## DOCUMENT TEXT
········

The report shows either open or blanks, for each store for each calendar year, under Audio.
Figure 16-6 The StoresStatus table indicates whether a store is open in a given year and for a given product category.

The most interesting column is the last one: Just four stores have been open for all three years. A relevant trend analysis should consider these four stores exclusively, for Audio sales. Moreover, if one changes the selection on the years, the status changes too. Indeed, if one only selects two years (2007 and 2008), the status of the stores is different, as shown in Figure 16-7.

The difference in this report selecting only 2007 and 2008 is that more stores return Open in the last column.
Figure 16-7 The Total column considers the status of the years included in the report.

The like-for-like measure must perform the following steps:

  • Determine the stores open in all the years of the report for each product category.

········

## MATERIAL

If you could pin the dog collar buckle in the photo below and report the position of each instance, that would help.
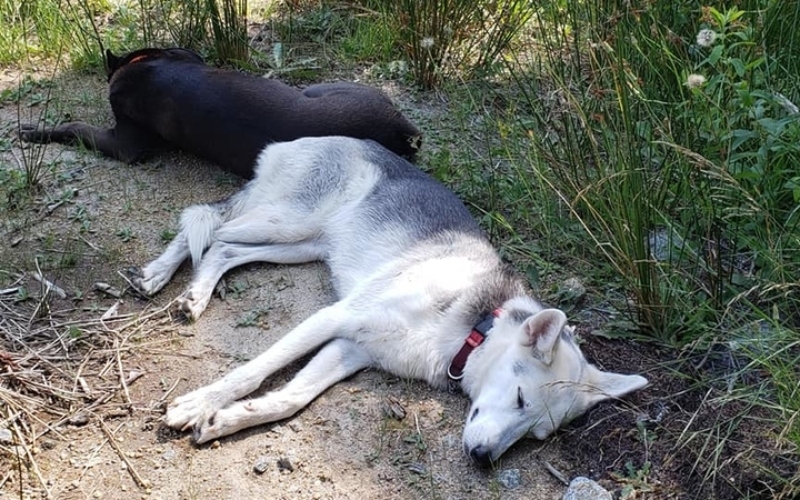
(475, 338)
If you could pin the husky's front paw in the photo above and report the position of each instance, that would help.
(193, 303)
(150, 279)
(191, 410)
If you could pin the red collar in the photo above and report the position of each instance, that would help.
(475, 338)
(139, 58)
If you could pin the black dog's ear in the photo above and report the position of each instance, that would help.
(112, 63)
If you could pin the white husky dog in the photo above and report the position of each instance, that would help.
(417, 282)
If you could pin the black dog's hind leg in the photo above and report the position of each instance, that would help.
(126, 141)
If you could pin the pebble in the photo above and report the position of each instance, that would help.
(261, 465)
(509, 478)
(583, 488)
(285, 465)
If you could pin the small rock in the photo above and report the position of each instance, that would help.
(583, 488)
(509, 478)
(285, 465)
(261, 465)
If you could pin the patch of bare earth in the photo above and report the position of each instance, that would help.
(84, 381)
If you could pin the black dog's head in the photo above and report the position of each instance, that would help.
(113, 63)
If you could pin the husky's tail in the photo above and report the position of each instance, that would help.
(200, 222)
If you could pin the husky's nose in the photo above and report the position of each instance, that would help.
(481, 455)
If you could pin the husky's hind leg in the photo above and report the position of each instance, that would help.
(221, 257)
(198, 224)
(336, 361)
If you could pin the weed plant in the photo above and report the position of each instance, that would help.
(671, 135)
(454, 37)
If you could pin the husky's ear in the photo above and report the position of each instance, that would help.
(542, 331)
(608, 385)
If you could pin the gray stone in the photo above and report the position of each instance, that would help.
(261, 465)
(583, 488)
(509, 478)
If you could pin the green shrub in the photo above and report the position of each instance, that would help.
(454, 37)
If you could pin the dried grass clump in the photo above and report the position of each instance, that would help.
(57, 370)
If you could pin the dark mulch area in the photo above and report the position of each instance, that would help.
(697, 444)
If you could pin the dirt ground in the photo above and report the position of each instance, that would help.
(372, 436)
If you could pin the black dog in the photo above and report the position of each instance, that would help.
(165, 99)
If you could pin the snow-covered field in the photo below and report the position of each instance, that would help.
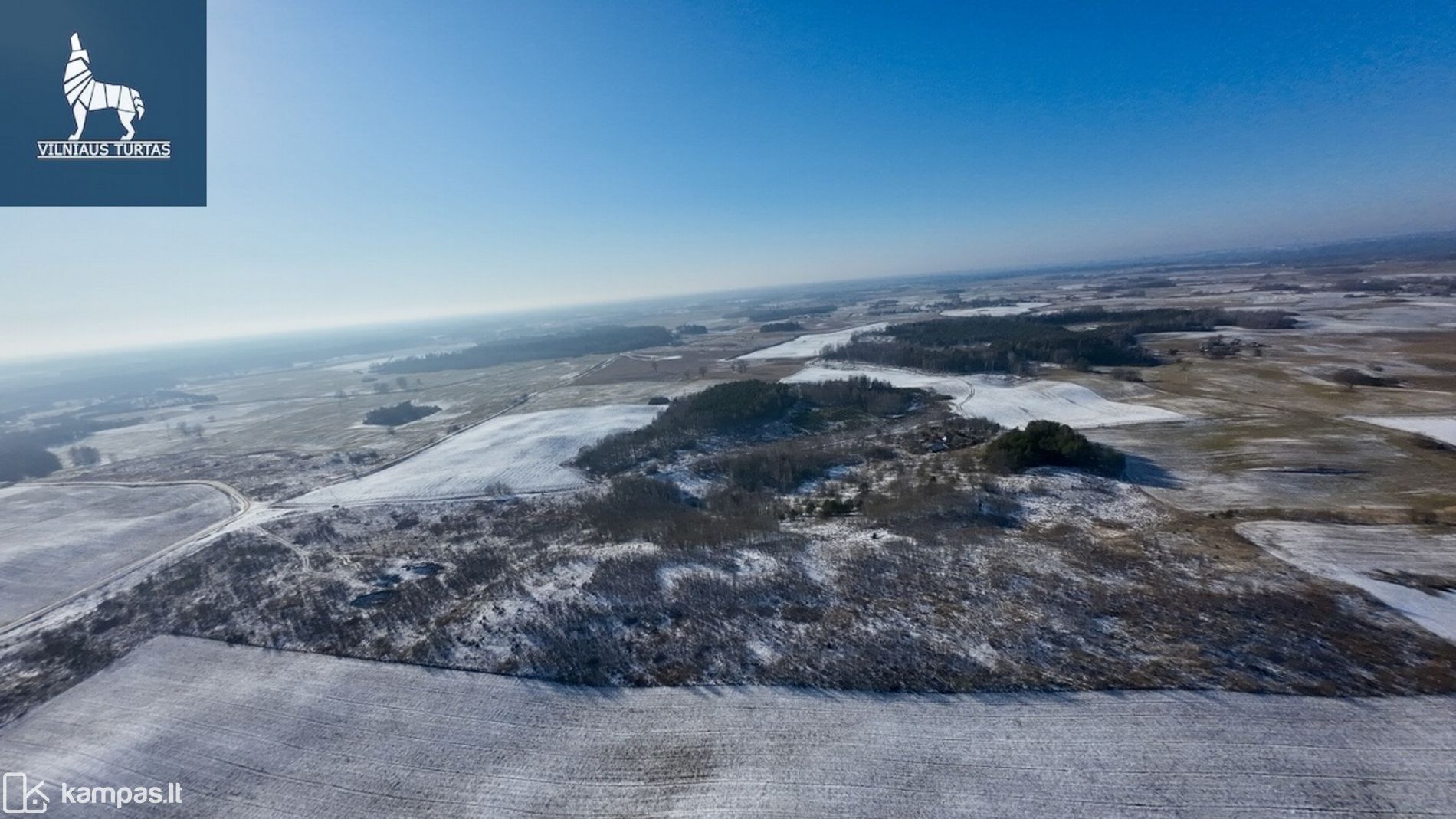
(812, 344)
(1009, 402)
(1438, 427)
(56, 540)
(1352, 555)
(999, 310)
(252, 733)
(524, 453)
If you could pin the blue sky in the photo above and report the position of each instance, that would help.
(375, 160)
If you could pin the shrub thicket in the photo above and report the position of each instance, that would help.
(398, 415)
(1051, 444)
(743, 408)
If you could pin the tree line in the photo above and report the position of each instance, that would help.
(743, 406)
(532, 348)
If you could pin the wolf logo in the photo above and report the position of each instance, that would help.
(85, 93)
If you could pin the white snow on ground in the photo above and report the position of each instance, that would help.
(254, 733)
(522, 451)
(57, 540)
(813, 344)
(1438, 427)
(1352, 555)
(1009, 402)
(999, 310)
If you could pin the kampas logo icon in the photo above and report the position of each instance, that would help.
(87, 95)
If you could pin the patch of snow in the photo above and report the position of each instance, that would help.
(1051, 496)
(1438, 427)
(524, 453)
(274, 733)
(1009, 402)
(1353, 553)
(999, 310)
(812, 344)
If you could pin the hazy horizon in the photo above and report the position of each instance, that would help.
(482, 160)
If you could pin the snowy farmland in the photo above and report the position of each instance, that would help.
(56, 540)
(812, 344)
(522, 453)
(1438, 427)
(1362, 556)
(254, 733)
(1009, 402)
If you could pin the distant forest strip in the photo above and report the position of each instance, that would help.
(533, 348)
(993, 344)
(1172, 319)
(1015, 344)
(744, 408)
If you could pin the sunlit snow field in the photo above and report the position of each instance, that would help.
(517, 453)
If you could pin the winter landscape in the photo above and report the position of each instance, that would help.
(1108, 503)
(728, 409)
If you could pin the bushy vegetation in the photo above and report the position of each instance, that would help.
(533, 348)
(22, 459)
(781, 328)
(993, 344)
(1172, 319)
(657, 511)
(399, 415)
(778, 467)
(85, 456)
(1012, 344)
(1051, 444)
(744, 408)
(1352, 377)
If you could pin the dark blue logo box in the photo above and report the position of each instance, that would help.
(136, 66)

········

## TASK OBJECTIVE
In the text on comparing store sales, how many stores have been open for all three years? Answer from the text alone, not from the records.

## EXERCISE RESPONSE
Four stores.